» Supplied records
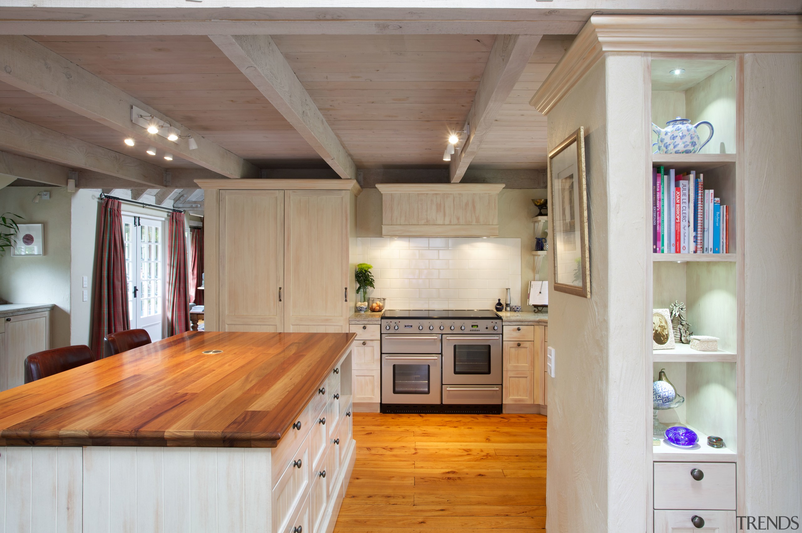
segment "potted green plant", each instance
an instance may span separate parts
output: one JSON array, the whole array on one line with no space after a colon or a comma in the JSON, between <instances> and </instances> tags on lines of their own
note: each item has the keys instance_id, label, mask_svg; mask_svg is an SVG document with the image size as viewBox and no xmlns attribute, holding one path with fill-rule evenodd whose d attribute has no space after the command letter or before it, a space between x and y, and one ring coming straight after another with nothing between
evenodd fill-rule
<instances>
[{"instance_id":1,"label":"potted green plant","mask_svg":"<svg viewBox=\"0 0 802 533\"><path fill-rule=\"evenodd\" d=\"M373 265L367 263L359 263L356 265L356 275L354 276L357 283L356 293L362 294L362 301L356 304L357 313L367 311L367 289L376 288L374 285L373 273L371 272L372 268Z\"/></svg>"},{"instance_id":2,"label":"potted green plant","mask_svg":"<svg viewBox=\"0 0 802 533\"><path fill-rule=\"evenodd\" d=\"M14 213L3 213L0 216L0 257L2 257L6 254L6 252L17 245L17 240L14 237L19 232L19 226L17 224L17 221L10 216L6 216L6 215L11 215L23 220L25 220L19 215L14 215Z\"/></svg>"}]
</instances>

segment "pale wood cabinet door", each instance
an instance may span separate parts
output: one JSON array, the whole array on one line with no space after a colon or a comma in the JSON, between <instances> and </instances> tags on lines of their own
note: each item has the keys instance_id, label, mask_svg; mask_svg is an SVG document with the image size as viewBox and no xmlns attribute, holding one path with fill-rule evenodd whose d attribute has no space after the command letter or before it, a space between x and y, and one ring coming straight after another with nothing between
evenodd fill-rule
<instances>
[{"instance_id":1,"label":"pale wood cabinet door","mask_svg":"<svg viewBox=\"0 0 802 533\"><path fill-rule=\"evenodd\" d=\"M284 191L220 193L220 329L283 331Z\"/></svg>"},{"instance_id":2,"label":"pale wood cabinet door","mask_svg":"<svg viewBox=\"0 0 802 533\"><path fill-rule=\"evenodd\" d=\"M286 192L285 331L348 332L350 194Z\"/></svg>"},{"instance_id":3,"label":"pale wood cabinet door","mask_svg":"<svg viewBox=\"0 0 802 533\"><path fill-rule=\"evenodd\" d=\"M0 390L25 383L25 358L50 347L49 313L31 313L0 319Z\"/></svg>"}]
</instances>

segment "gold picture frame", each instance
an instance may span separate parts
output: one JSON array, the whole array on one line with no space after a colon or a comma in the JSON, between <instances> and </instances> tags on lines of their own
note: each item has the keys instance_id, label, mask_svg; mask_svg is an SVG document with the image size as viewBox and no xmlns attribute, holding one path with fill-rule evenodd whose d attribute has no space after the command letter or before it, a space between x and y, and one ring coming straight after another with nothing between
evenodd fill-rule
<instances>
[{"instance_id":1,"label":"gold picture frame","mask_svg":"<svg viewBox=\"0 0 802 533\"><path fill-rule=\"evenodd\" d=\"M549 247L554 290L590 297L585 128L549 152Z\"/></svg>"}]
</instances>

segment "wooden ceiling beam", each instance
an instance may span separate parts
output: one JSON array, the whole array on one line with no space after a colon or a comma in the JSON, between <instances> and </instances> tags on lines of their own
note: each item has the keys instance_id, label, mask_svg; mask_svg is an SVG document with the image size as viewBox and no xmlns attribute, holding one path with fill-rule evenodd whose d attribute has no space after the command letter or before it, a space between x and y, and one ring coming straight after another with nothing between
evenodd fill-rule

» Task description
Write out the records above once more, word for word, with no pictures.

» Output of the exercise
segment "potted green plant", each instance
an instance may span separate parts
output: one JSON array, the whole array on one line with no space after a colon or a comma in the JSON, between <instances> and </instances> tags on lines of their own
note: each item has the keys instance_id, label, mask_svg; mask_svg is an SVG document with the image size as viewBox and no xmlns attribute, holding one path with fill-rule evenodd whose d attribute has no space after the command letter or before it, a space between x and y, and one ring coming straight after another with nothing between
evenodd fill-rule
<instances>
[{"instance_id":1,"label":"potted green plant","mask_svg":"<svg viewBox=\"0 0 802 533\"><path fill-rule=\"evenodd\" d=\"M373 265L367 263L359 263L356 265L356 275L354 276L357 283L356 293L362 294L362 301L356 304L357 313L367 311L367 289L376 288L374 285L373 273L371 272L372 268Z\"/></svg>"},{"instance_id":2,"label":"potted green plant","mask_svg":"<svg viewBox=\"0 0 802 533\"><path fill-rule=\"evenodd\" d=\"M14 213L3 213L0 216L0 257L2 257L6 254L6 252L17 245L17 240L14 237L19 232L19 226L17 224L17 221L10 216L6 216L6 215L11 215L23 220L25 220L19 215L14 215Z\"/></svg>"}]
</instances>

segment "pale wood cabinet door", each instance
an instance may span separate parts
output: one JSON array, the whole array on one line with no space after a colon or a comma in the JSON, between <instances> and </instances> tags on lines of their own
note: each item has the keys instance_id, label, mask_svg; mask_svg is an SVG document with the image size as viewBox and no xmlns attribute, holding one path with fill-rule evenodd whose d attribute has no space after the command letter or before it, a space between x and y, and one ring coming straight after another with nothing between
evenodd fill-rule
<instances>
[{"instance_id":1,"label":"pale wood cabinet door","mask_svg":"<svg viewBox=\"0 0 802 533\"><path fill-rule=\"evenodd\" d=\"M284 191L220 193L220 329L283 331Z\"/></svg>"},{"instance_id":2,"label":"pale wood cabinet door","mask_svg":"<svg viewBox=\"0 0 802 533\"><path fill-rule=\"evenodd\" d=\"M286 192L285 331L348 332L350 194Z\"/></svg>"},{"instance_id":3,"label":"pale wood cabinet door","mask_svg":"<svg viewBox=\"0 0 802 533\"><path fill-rule=\"evenodd\" d=\"M0 390L25 383L25 358L50 347L49 313L31 313L0 319Z\"/></svg>"}]
</instances>

segment "gold picture frame", each instance
an instance may span separate parts
output: one JSON array, the whole array on one line with no space after a colon or a comma in the JSON, between <instances> and </instances> tags on lines of their own
note: each item has the keys instance_id, label, mask_svg; mask_svg is an SVG document with the image size as viewBox and no xmlns attribute, holding one path with fill-rule evenodd whose d attribute has no space after the command letter or before it, a space between x and y, and one ring coming straight after another with nothing between
evenodd fill-rule
<instances>
[{"instance_id":1,"label":"gold picture frame","mask_svg":"<svg viewBox=\"0 0 802 533\"><path fill-rule=\"evenodd\" d=\"M549 247L554 290L590 297L585 128L549 152Z\"/></svg>"}]
</instances>

segment "wooden ceiling beam", each instance
an instance may span separate parts
output: one JSON array, the whole array on one line with no space after a colon or a comma in the JSON, between <instances> and </instances> tags on lines of their own
note: each item has the keys instance_id, label, mask_svg; mask_svg is an SVG document with the image size as viewBox and no xmlns attribute, holding one path with fill-rule evenodd whose d attribute has no space after the command letter or before it, a space between x and y, and one ring coming straight after another with nothing between
evenodd fill-rule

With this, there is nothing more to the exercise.